■ **Task instructions**
Reproduce the following rows verbatim, with no changes of any kind.

■ **Records provided**
— Start —

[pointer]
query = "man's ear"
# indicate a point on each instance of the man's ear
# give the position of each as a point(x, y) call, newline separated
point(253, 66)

— End —

■ **Final result**
[pointer]
query = "man's ear"
# indicate a point on each instance of the man's ear
# give the position of each as a point(x, y) call, newline separated
point(253, 66)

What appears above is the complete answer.